Tuesday, March 11, 2014

Word Count

Jennifer debates the length of her novel…

I know there are standard word counts for different types of books—novellas, novels, etc. But is there a word count that you feel comfortable writing?

My first book was almost 90,000 when I was finished. There was a certain inspiration that kept the words flowing and I had no trouble reaching it. It could be that since it was my first book, I didn’t edit out enough. Still, I love that word count.

The rest of my books have been in the 65,000-75,000 range and I had a much more difficult time getting there. Part of me feels like it’s too short; that I’ve sped through things that I should have taken more time with. But at the same time, the stories were complete.

I know some editors shy away from the longer word counts, especially from first-time authors. My current editor is open to all word counts, although she’s specifically looking for novellas.

While my word counts have been shrinking to the 65,000 range, I can’t imagine writing a novella—not enough detail or time to develop the characters or the story, at least in my opinion. But I have writer friends who love it.


So, what do you think?

Sunday, March 9, 2014

The First Paragraph Wall

Ana has something in common with a great writer

Gabriel Garcia Marquez said, "One of the most difficult things is the first paragraph. I have spent many months on a first paragraph and once I get it, the rest just comes out very easily. In the first paragraph you solve most of the problems with your book. The theme is defined, the style, the tone. At least in my case, the first paragraph is a kind of sample of what the rest of the book is going to be."

His mind has to be developing the rest of the story as he labors over the opening paragraph.

[Saved entries]

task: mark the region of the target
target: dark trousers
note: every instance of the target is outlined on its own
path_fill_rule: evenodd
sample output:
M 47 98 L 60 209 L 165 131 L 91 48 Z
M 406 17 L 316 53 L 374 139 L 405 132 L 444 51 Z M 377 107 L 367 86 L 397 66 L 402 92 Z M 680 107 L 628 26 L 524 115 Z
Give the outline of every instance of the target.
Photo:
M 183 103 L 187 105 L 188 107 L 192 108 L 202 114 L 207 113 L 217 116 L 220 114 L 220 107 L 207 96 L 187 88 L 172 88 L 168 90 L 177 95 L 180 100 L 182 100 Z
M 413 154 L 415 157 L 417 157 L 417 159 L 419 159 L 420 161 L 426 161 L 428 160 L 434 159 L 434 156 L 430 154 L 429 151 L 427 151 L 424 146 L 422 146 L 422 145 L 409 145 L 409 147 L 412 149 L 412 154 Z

* * *

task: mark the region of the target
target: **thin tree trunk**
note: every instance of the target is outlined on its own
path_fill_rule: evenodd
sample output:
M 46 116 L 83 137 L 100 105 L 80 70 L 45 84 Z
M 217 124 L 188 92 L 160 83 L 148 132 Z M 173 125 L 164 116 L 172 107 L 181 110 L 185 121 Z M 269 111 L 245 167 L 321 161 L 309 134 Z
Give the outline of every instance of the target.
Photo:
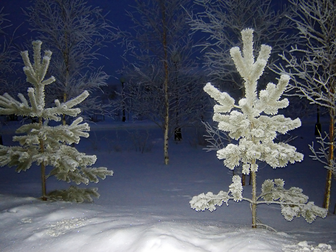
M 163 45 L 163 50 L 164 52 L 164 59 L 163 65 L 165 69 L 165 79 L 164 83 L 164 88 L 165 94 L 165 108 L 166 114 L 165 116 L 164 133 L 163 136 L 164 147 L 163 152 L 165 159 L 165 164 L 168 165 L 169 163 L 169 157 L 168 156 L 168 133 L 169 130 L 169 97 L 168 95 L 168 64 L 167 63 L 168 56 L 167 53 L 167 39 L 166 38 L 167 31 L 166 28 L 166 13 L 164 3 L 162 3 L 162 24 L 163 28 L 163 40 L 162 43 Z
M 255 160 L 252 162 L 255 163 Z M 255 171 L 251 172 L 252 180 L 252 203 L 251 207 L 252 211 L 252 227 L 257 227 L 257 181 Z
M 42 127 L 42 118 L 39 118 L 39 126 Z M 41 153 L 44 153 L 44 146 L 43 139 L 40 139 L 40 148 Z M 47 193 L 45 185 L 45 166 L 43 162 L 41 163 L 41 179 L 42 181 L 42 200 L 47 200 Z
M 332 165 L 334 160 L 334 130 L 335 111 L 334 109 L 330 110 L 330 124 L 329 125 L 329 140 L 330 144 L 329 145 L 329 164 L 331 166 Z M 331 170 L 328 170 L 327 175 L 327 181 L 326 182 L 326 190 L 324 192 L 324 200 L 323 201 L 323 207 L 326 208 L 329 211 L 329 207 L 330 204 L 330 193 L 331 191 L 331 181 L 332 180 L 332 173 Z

==

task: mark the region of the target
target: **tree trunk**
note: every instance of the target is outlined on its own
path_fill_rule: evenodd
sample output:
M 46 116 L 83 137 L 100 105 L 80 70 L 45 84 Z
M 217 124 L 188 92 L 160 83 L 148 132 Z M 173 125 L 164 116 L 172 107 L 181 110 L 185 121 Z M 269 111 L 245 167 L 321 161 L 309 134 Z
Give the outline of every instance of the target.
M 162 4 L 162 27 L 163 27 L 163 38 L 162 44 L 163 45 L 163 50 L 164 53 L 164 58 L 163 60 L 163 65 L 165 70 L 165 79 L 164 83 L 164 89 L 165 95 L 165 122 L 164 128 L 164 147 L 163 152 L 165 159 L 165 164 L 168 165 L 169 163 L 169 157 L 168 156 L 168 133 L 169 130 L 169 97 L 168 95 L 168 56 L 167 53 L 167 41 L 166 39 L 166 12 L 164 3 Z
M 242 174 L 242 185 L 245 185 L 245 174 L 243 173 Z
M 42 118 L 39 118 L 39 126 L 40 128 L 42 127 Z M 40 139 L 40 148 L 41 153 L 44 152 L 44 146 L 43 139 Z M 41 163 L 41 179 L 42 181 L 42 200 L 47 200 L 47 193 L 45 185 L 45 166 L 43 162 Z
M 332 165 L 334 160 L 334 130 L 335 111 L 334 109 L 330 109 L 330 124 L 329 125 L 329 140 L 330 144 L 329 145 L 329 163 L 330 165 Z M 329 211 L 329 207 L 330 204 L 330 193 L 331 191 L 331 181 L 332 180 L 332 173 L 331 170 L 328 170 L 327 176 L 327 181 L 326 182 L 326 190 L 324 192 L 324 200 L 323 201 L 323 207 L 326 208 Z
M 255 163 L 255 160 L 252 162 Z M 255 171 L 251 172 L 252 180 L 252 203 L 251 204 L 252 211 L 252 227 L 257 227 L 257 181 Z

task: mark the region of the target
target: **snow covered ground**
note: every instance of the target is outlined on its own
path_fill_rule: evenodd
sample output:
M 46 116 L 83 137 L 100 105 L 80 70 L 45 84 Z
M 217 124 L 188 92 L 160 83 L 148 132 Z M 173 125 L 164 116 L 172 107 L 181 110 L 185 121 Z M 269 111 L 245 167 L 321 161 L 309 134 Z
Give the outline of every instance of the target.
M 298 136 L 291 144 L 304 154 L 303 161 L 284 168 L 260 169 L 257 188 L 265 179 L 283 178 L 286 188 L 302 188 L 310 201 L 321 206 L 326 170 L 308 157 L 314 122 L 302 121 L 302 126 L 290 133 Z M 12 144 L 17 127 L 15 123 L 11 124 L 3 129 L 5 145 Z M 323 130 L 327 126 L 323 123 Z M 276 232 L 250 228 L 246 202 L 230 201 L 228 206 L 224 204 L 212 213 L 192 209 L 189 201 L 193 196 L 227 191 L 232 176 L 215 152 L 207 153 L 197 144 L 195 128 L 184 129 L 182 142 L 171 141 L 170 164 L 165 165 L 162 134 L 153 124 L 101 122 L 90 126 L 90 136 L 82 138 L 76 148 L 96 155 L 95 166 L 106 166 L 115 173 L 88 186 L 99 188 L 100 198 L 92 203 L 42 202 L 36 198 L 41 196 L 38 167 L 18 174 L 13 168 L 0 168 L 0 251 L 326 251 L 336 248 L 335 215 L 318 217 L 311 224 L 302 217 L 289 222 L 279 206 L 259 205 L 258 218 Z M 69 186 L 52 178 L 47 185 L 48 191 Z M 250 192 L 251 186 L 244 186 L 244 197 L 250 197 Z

• _Activity A_:
In the writing blog, reproduce the stretch from "While my word" through "the opening paragraph.", putting "short novel" in place of "novella".
• _Activity B_:
Write the next part of the writing blog, picking up right after its final sentence.

• _Your response A_:
While my word counts have been shrinking to the 65,000 range, I can’t imagine writing a short novel—not enough detail or time to develop the characters or the story, at least in my opinion. But I have writer friends who love it.


So, what do you think?

Sunday, March 9, 2014

The First Paragraph Wall

Ana has something in common with a great writer

Gabriel Garcia Marquez said, "One of the most difficult things is the first paragraph. I have spent many months on a first paragraph and once I get it, the rest just comes out very easily. In the first paragraph you solve most of the problems with your book. The theme is defined, the style, the tone. At least in my case, the first paragraph is a kind of sample of what the rest of the book is going to be."

His mind has to be developing the rest of the story as he labors over the opening paragraph.

• _Your response B_:
I seem to write pages and pages that ultimately need to be hacked away until I find where the story starts. But I definitely need to get the opening "right" before I can go forward. I view this as a handicap, but at least one great author seems to understand. 


Marquez also said: "Ultimately literature is nothing but carpentry. Both are very hard work. Writing something is almost as hard as making a table. With both you are working with reality, a material just as hard as wood. Both are full of tricks and techniques. Basically very little magic and a lot of hard work involved."

Friday, March 7, 2014

Friday Friend - Chrys Fey

I'm happy to welcome fellow Rose Chrys Fey here today to tell us about her brand new (just released this week!) ebook short story, Hurricane Crimes.

Blurb:
After her car breaks down, Beth Kennedy is forced to stay in Florida, the target of Hurricane Sabrina. She stocks up supplies, boards up windows, and hunkers down to wait out the storm, but her plan unravels when she witnesses a car accident. Risking her life, she braves the winds to save the driver. Just when she believes they are safe, she finds out the man she saved could possibly be more dangerous than the severe weather.

Donovan Goldwyn only wanted to hide from the police, but the hurricane shoved his car into a tree. Now he's trapped with a beautiful woman while the evidence that can prove his innocence to a brutal crime is out there for anyone to find.

As Hurricane Sabrina wreaks havoc, Beth has no other choice but to trust Donovan to stay alive. But will she survive, or will she become another hurricane crime?

Excerpt:
On the television set, which was fighting to stay alive, was breaking news. She caught bits and pieces of it as she emptied the bowl of blood-tainted water and threw out the cloth. It was about a high-speed chase that had occurred about a half-hour ago. Beth shook her head. Apparently, Donovan wasn’t the only idiot driving around during a hurricane.

She went back into the living room and began replacing all the medical supplies into the first-aid kit. Behind her, a reporter was explaining that the driver of the car was believed to be a murder suspect.

“The name of the—”

The lights flashed, prompting Beth to snatch up her flashlight.

“Donovan Goldwyn.”

Her fingers went cold around the plastic tube as ice frosted her veins. She straightened her spine and turned stiffly to the television, her heart wasn’t beating in her chest. On the screen was the picture of the man who was right now changing in her bedroom. Above it was a caption in bold letters that read—SUSPECT.

She gripped the flashlight in her frozen fingers. Her heart thudded fearfully. She stared into the immobilized violet eyes through the glass.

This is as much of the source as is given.